_EXERCISE DESCRIPTION_
Write out, character for character, the line containing "segment black interior, all instances" and all lines after it up to the end of the listing.

===============

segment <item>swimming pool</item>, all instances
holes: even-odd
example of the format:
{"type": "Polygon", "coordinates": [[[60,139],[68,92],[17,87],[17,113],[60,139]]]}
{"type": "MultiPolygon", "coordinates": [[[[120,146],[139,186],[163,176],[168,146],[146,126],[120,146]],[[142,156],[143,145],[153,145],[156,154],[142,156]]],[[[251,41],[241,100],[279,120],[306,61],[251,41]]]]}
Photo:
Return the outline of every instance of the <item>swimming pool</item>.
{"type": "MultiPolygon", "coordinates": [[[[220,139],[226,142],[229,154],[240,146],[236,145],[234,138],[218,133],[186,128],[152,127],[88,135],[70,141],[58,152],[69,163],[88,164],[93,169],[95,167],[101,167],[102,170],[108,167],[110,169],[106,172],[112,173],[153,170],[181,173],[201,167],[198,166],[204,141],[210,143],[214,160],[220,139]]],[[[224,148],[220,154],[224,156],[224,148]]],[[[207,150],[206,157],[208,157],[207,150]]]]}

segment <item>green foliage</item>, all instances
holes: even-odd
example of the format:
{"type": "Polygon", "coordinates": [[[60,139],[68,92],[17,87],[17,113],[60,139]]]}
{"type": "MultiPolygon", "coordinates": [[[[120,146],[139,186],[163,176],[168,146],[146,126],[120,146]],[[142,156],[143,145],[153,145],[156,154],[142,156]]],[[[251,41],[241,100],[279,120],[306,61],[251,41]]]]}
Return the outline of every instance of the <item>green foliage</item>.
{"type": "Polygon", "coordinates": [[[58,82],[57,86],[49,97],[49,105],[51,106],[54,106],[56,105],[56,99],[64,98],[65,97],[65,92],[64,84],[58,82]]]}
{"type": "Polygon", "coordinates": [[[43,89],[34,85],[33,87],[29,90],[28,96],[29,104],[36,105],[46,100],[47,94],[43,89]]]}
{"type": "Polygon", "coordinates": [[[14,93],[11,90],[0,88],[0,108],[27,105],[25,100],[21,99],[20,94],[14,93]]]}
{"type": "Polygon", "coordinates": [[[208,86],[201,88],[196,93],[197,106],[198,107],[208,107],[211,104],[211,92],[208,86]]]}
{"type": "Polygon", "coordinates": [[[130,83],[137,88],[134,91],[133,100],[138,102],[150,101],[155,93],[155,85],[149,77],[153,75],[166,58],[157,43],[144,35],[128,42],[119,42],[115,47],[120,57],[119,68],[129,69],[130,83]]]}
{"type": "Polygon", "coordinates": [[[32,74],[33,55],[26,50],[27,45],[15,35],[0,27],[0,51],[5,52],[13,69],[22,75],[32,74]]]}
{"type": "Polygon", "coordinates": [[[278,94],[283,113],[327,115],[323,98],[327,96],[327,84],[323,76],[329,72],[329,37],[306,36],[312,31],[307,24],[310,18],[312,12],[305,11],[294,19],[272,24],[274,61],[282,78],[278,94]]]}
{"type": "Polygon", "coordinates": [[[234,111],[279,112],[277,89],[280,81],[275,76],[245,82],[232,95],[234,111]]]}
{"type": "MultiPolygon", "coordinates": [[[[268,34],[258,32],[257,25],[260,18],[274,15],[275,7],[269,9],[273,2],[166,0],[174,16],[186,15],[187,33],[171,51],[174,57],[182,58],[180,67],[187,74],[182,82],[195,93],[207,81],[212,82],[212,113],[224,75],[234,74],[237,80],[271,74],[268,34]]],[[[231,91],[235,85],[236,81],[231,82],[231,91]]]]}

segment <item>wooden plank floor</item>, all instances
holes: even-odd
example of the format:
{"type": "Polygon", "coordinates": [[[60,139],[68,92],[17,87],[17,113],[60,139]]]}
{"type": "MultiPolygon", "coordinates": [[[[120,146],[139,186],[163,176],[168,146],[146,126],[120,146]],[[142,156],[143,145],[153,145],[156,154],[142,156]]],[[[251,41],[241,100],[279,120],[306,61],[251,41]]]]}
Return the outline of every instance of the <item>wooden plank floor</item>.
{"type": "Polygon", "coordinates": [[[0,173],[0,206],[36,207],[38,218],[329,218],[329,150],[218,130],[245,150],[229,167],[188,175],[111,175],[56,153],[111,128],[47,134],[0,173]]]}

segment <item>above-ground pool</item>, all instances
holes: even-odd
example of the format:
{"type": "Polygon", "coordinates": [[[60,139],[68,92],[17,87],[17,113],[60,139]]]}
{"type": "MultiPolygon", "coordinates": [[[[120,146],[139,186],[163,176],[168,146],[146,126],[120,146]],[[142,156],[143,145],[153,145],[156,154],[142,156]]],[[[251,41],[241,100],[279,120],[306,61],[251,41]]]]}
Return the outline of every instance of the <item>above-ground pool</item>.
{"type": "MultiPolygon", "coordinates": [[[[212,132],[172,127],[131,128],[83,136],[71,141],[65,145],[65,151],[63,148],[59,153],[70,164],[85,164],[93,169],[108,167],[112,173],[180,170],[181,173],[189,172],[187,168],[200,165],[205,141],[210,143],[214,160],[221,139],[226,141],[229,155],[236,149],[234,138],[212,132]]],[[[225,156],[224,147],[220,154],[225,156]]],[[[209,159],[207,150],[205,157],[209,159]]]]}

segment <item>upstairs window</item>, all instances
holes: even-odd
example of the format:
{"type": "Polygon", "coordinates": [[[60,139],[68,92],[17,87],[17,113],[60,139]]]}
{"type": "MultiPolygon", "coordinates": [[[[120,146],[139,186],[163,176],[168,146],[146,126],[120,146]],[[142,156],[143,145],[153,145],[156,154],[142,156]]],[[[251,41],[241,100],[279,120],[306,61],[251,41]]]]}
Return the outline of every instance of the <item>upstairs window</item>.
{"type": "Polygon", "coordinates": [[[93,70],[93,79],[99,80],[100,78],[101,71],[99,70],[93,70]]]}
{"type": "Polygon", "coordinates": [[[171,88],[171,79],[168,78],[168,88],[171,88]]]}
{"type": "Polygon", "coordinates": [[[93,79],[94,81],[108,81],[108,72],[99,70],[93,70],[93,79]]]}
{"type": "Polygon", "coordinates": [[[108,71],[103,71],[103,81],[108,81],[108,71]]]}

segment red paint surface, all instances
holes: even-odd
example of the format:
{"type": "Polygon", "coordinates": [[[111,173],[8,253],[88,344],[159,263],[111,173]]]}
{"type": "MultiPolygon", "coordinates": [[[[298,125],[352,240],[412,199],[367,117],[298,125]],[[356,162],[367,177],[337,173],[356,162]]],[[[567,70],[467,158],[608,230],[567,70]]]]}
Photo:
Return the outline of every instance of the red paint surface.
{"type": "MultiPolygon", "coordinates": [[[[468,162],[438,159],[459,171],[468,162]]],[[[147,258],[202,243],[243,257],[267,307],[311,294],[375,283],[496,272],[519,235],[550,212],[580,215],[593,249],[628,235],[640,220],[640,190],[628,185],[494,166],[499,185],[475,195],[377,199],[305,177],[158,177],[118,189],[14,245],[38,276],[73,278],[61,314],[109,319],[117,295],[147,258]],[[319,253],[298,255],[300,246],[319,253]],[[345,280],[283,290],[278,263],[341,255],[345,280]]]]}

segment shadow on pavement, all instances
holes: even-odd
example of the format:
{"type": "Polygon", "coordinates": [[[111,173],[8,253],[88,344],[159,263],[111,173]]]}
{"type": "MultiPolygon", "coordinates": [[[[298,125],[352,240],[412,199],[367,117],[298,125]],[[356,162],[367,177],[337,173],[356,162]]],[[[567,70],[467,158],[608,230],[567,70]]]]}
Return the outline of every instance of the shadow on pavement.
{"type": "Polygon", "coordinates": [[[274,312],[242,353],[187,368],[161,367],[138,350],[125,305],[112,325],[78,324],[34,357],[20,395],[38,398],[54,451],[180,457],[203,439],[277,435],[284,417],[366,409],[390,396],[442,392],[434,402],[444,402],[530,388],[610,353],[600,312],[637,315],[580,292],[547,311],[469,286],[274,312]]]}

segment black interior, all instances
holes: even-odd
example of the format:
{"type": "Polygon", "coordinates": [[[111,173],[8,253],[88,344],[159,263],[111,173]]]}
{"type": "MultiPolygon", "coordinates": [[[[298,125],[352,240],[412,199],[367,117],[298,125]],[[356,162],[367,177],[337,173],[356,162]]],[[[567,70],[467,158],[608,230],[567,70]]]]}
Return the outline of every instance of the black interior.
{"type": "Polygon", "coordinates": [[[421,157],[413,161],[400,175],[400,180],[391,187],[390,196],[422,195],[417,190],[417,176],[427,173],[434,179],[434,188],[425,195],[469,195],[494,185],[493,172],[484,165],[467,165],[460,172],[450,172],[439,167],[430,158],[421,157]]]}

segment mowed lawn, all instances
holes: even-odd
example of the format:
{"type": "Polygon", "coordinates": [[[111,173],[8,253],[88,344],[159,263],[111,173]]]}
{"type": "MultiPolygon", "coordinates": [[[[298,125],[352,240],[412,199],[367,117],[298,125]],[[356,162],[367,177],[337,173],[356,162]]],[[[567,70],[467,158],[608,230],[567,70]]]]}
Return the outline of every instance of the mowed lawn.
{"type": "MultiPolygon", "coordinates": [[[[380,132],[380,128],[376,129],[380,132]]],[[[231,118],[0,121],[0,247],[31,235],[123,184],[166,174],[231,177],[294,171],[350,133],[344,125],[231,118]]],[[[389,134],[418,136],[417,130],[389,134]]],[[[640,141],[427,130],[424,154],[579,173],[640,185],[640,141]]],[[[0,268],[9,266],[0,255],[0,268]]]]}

===============

_SOLUTION_
segment black interior, all instances
holes: even-odd
example of the format:
{"type": "Polygon", "coordinates": [[[111,173],[8,253],[88,344],[159,263],[111,173]]]}
{"type": "MultiPolygon", "coordinates": [[[[298,125],[352,240],[412,199],[367,117],[298,125]],[[356,162],[367,177],[337,173],[356,162]]],[[[567,70],[467,158],[608,230],[567,70]]]]}
Return the outline of every instance of the black interior.
{"type": "Polygon", "coordinates": [[[421,157],[413,161],[400,175],[400,180],[391,187],[390,196],[422,195],[417,190],[417,176],[427,173],[434,179],[434,188],[425,195],[469,195],[494,185],[493,172],[484,165],[467,165],[460,172],[450,172],[439,167],[430,158],[421,157]]]}

segment mowed lawn, all instances
holes: even-odd
example of the format:
{"type": "Polygon", "coordinates": [[[111,173],[8,253],[88,344],[159,263],[111,173]]]}
{"type": "MultiPolygon", "coordinates": [[[[298,125],[352,240],[412,199],[367,117],[298,125]],[[356,162],[367,177],[337,173],[356,162]]],[[[567,70],[467,158],[608,230],[567,70]]]]}
Return the outline of every instance of the mowed lawn.
{"type": "MultiPolygon", "coordinates": [[[[380,132],[380,128],[376,129],[380,132]]],[[[231,118],[0,121],[0,247],[31,235],[123,184],[166,174],[231,177],[294,171],[350,133],[344,125],[231,118]]],[[[389,134],[418,136],[417,130],[389,134]]],[[[640,141],[427,130],[424,154],[579,173],[640,185],[640,141]]],[[[0,268],[9,266],[0,255],[0,268]]]]}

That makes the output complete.